| CONSIGNE A |
Réécrivez plus brièvement le paragraphe du texte sur l'enseignement professionnel qui commence par « Le projet de loi sur la formation professionnelle », en gardant ses faits principaux.

| EXTRAIT DU DOCUMENT |

Contre le chômage des jeunes, une solution

Contre le chômage des jeunes on a tout essayé, sauf de faire de l'enseignement professionnel une voie royale ! Par Bernard Capron, Président d'AGEFA-PME

Le projet de loi sur la formation professionnelle est en débat au Parlement. Il intègre un volet qui concerne l'apprentissage. Il y a lieu d'être inquiet. Le Gouvernement a effet prévu de confier les fonds de l'enseignement professionnel aux organismes qui gèrent déjà ceux de la formation professionnelle. Il ne s'agit pas là d'une réforme mineure. Cela traduirait-il la persistance d'une politique qui réserve l'enseignement professionnel à l'accueil des seuls élèves en difficulté?

 Dans de nombreux pays, un véritable tremplin

Il faut bien prendre conscience que l'enseignement professionnel doit être un véritable tremplin vers l'avenir pour tous les jeunes. C'est le cas dans de nombreux pays européens où l'on regarde cet enseignement comme une voie d'excellence. Impensable ! La France a en effet construit deux filières cloisonnées : d'un côté la voie considérée comme royale - l'enseignement général - et de l'autre la voie de garage - à savoir toutes les autres et particulièrement l'enseignement professionnel.

Une autre voie d'excellence

Nos voisins ont au contraire compris que seul un enseignement professionnel fort, diversifié, qui repose sur la même exigence que l'enseignement général et technologique permettra de lutter structurellement contre le chômage des jeunes. En somme que l'enseignement professionnel soit à terme, une autre voie d'excellence.

Valoriser un véritable socle d'enseignements généraux, pour faciliter des voies de passage

Pour atteindre ces objectifs essentiels, la première des mesures est de valoriser un véritable socle d'enseignements généraux commun à tous les diplômes de l'enseignement professionnel, en lien avec les humanités, les réalités sociales et culturelles. En somme, être aussi exigeant, en matière de culture générale, avec les élèves de toutes les filières. Ce serait une petite révolution dans le schéma actuel de l'enseignement professionnel français.

| CONSIGNE B |
Relevez, s'il vous plaît, chaque ligne des entrées qui contient le mot « background ».

| Entrées d'un jeu de données d'annotation par points |
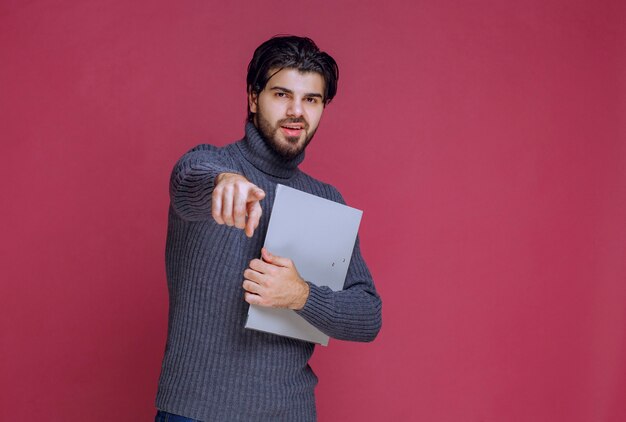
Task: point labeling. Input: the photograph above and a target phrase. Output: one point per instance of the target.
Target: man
(214, 369)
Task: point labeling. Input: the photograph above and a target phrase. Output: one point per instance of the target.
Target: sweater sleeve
(354, 313)
(192, 181)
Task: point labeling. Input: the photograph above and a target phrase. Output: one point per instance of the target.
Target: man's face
(288, 111)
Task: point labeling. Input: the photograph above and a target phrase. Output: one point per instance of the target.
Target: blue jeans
(170, 417)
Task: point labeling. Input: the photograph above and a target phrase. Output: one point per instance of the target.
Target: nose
(294, 109)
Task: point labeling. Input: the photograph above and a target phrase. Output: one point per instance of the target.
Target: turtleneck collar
(263, 157)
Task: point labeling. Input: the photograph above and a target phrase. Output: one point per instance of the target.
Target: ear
(253, 98)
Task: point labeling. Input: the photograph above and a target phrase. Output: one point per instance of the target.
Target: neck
(256, 150)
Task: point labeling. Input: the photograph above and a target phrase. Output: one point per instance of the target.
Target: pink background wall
(485, 140)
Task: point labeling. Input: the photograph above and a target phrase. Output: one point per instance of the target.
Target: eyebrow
(288, 91)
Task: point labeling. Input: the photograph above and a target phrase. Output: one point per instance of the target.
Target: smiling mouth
(292, 131)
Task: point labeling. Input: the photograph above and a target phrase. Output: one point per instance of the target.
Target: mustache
(294, 120)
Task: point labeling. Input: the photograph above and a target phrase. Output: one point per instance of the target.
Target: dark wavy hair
(290, 52)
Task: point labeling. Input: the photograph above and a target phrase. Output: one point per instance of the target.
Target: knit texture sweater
(214, 369)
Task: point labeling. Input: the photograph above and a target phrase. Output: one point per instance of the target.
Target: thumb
(273, 259)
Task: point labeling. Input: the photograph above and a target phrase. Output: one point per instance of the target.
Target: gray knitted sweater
(214, 369)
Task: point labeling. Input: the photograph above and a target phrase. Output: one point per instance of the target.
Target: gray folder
(318, 235)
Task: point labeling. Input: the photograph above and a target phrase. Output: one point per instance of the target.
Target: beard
(291, 146)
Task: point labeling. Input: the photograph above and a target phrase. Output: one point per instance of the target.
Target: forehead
(296, 81)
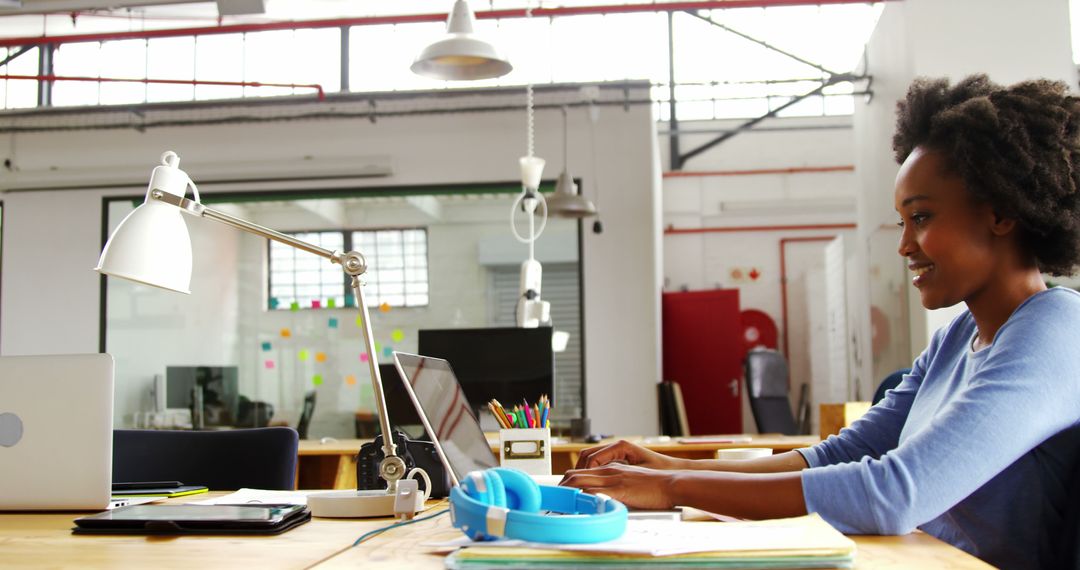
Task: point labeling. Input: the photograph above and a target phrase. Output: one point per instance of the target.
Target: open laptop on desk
(448, 419)
(55, 432)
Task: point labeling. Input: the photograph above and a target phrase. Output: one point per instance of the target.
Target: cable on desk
(395, 525)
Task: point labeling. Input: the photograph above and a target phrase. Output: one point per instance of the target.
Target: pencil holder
(526, 449)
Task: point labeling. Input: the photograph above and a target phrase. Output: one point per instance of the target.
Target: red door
(703, 352)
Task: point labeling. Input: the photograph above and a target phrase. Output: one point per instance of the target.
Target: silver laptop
(55, 432)
(446, 415)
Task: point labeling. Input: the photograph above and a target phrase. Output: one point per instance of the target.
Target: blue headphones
(505, 502)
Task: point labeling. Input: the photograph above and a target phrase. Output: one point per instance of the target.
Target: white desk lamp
(151, 246)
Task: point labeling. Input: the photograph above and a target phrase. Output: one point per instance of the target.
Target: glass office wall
(284, 350)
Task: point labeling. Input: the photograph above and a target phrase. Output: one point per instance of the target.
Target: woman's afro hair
(1016, 148)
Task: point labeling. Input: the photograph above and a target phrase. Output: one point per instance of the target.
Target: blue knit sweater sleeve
(959, 420)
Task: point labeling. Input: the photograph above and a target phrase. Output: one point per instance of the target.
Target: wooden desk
(45, 541)
(333, 464)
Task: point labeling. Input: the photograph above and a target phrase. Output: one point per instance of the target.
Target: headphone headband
(476, 509)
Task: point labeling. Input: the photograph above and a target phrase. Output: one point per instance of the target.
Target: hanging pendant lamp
(460, 55)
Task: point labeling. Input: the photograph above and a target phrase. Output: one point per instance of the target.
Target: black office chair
(890, 382)
(306, 414)
(767, 384)
(262, 458)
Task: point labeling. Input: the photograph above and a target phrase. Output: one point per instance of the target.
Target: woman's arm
(630, 453)
(741, 494)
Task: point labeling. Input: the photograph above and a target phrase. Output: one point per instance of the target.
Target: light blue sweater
(975, 448)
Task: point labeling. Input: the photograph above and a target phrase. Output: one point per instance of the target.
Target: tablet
(190, 518)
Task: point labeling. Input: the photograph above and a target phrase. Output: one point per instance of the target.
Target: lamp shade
(567, 202)
(151, 245)
(460, 56)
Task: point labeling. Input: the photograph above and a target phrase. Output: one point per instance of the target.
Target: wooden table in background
(44, 540)
(333, 464)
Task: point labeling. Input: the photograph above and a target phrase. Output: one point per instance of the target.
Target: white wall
(1010, 41)
(50, 297)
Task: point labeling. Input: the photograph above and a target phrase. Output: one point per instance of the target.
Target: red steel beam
(318, 87)
(415, 18)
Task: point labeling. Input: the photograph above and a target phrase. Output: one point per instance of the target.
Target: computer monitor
(508, 364)
(219, 388)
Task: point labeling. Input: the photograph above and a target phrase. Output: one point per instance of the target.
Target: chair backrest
(890, 382)
(767, 384)
(309, 410)
(261, 458)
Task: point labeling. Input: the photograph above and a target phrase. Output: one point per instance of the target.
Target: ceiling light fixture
(460, 55)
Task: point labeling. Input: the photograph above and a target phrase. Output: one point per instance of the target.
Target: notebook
(55, 432)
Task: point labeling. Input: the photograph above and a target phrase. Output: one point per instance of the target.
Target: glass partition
(286, 322)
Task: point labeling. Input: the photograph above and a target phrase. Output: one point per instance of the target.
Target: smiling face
(950, 240)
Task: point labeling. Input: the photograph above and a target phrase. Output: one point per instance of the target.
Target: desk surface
(44, 540)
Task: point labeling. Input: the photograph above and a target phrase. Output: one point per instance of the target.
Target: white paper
(259, 497)
(660, 538)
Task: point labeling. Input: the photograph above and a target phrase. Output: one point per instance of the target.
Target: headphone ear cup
(522, 492)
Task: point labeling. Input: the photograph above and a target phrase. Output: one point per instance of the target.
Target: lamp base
(356, 504)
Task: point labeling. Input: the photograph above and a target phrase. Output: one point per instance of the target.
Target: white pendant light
(460, 56)
(151, 245)
(566, 202)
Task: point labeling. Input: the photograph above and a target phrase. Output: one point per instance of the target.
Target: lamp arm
(353, 263)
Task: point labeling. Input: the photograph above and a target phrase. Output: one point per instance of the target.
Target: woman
(977, 444)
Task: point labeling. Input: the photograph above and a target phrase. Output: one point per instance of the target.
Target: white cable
(427, 480)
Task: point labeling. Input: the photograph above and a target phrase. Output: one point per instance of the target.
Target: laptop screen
(445, 414)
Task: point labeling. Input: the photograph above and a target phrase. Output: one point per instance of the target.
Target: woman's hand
(632, 485)
(625, 452)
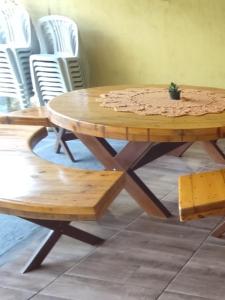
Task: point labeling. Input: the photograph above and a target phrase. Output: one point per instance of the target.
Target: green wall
(147, 41)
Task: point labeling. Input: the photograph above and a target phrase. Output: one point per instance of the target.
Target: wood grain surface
(202, 194)
(80, 112)
(29, 116)
(34, 188)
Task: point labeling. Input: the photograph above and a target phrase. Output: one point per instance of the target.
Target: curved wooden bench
(202, 195)
(39, 116)
(48, 194)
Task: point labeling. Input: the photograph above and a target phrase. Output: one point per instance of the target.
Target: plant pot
(175, 95)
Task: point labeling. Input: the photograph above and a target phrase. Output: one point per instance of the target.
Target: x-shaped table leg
(132, 156)
(58, 228)
(210, 147)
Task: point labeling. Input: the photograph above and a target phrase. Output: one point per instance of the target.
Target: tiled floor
(142, 258)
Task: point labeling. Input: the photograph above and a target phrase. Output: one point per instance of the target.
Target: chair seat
(202, 194)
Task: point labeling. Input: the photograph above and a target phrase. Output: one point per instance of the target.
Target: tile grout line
(76, 264)
(84, 258)
(188, 260)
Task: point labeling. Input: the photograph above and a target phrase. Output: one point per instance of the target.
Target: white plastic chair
(60, 69)
(17, 43)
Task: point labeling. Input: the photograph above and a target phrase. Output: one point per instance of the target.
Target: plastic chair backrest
(58, 34)
(15, 27)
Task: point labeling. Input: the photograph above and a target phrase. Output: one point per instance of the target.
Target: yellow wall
(147, 41)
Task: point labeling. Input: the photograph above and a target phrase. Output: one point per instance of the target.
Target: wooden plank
(202, 194)
(29, 116)
(35, 188)
(80, 112)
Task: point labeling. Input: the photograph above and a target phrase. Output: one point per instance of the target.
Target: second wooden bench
(48, 194)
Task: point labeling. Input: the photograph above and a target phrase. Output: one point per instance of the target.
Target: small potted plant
(174, 91)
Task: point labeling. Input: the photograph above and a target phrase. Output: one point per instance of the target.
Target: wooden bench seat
(202, 195)
(48, 194)
(39, 116)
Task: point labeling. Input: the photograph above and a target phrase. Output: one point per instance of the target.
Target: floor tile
(10, 294)
(77, 288)
(204, 275)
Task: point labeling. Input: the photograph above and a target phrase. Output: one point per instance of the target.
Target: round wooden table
(149, 136)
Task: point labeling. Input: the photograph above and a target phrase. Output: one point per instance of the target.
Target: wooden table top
(80, 112)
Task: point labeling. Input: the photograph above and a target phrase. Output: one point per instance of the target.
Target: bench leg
(61, 143)
(219, 231)
(57, 228)
(41, 253)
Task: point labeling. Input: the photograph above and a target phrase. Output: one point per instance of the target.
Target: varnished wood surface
(202, 194)
(34, 188)
(143, 258)
(80, 112)
(29, 116)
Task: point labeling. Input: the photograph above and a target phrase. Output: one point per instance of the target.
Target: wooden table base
(133, 156)
(210, 147)
(58, 228)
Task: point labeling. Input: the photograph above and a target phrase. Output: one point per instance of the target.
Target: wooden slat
(79, 111)
(202, 194)
(35, 188)
(29, 116)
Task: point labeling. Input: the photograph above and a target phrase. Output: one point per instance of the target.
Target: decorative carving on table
(156, 101)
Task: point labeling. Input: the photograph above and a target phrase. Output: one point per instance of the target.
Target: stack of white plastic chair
(59, 69)
(17, 43)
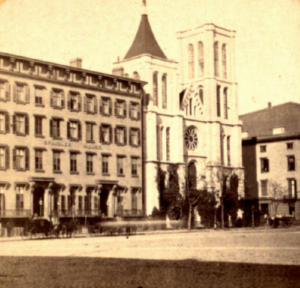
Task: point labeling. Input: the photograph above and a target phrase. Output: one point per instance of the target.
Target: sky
(100, 31)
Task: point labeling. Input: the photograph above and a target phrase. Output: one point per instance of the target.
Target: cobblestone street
(197, 259)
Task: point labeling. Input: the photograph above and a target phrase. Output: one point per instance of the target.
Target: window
(120, 165)
(120, 108)
(55, 127)
(168, 143)
(20, 124)
(38, 127)
(56, 161)
(4, 157)
(4, 91)
(134, 162)
(4, 122)
(90, 132)
(200, 59)
(263, 148)
(57, 99)
(291, 163)
(105, 159)
(21, 158)
(264, 187)
(224, 61)
(74, 130)
(120, 135)
(106, 106)
(264, 162)
(155, 87)
(191, 61)
(39, 96)
(164, 91)
(105, 134)
(134, 111)
(225, 103)
(89, 163)
(134, 137)
(73, 163)
(216, 59)
(38, 160)
(90, 104)
(218, 101)
(292, 188)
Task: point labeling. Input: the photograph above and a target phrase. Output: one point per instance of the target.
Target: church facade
(191, 112)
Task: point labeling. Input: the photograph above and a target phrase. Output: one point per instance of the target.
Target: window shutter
(63, 99)
(15, 93)
(7, 124)
(95, 104)
(27, 159)
(125, 136)
(26, 125)
(79, 131)
(7, 158)
(84, 106)
(14, 124)
(125, 110)
(7, 92)
(68, 130)
(79, 102)
(51, 128)
(101, 135)
(51, 98)
(110, 107)
(27, 95)
(14, 158)
(110, 134)
(69, 101)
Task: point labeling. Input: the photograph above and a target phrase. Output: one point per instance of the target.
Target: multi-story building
(70, 141)
(271, 145)
(191, 118)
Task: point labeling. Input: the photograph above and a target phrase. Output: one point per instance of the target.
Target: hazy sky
(267, 38)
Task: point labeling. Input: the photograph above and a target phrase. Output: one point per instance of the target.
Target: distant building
(271, 146)
(70, 142)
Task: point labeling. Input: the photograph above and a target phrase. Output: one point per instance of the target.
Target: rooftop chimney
(77, 62)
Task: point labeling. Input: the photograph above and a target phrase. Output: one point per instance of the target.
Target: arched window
(228, 151)
(191, 61)
(200, 59)
(225, 98)
(155, 96)
(218, 101)
(168, 143)
(216, 56)
(164, 90)
(224, 64)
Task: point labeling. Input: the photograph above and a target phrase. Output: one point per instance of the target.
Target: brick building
(70, 141)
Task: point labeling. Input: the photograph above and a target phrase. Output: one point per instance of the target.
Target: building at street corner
(191, 116)
(271, 143)
(70, 142)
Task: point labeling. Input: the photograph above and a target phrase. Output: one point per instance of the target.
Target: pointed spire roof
(145, 42)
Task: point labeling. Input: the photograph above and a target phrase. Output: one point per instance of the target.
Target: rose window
(191, 139)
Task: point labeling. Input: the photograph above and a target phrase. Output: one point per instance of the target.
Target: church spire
(144, 41)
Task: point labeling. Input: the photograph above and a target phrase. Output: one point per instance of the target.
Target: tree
(276, 191)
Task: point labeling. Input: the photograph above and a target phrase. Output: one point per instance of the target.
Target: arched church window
(216, 56)
(200, 59)
(224, 63)
(164, 91)
(191, 61)
(225, 103)
(155, 84)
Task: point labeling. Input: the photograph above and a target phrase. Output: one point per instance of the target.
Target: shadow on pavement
(105, 272)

| RÉSULTAT A |
Le projet de loi sur la formation professionnelle, en débat au Parlement, comporte un volet sur l'apprentissage qui inquiète. Le Gouvernement prévoit en effet de confier les fonds de l'enseignement professionnel aux organismes qui gèrent déjà ceux de la formation professionnelle. Cette réforme n'est pas mineure. Elle pose la question d'une politique qui continuerait à réserver l'enseignement professionnel aux seuls élèves en difficulté.

| RÉSULTAT B |
Target: pink background wall
Target: wooden table in background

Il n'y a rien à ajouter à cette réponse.